Set down each line of the data below exactly as it stands, dropping the pictures.

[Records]
+ + + +
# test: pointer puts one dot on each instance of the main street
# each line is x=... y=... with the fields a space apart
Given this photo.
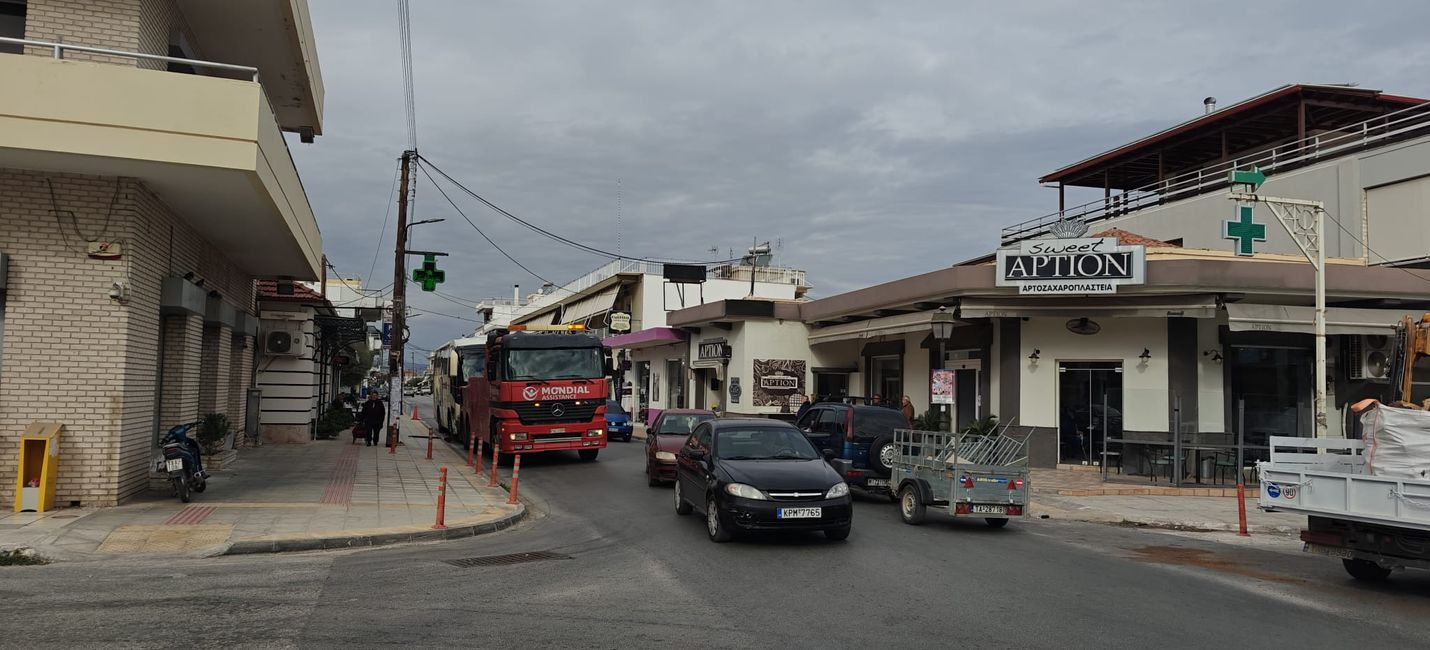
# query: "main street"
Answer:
x=638 y=576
+ + + +
> Right answer
# test: pointer puts one dot on each instance of the main street
# each line is x=... y=... with the fields a space apart
Given this photo.
# query: "main street"
Answer:
x=638 y=576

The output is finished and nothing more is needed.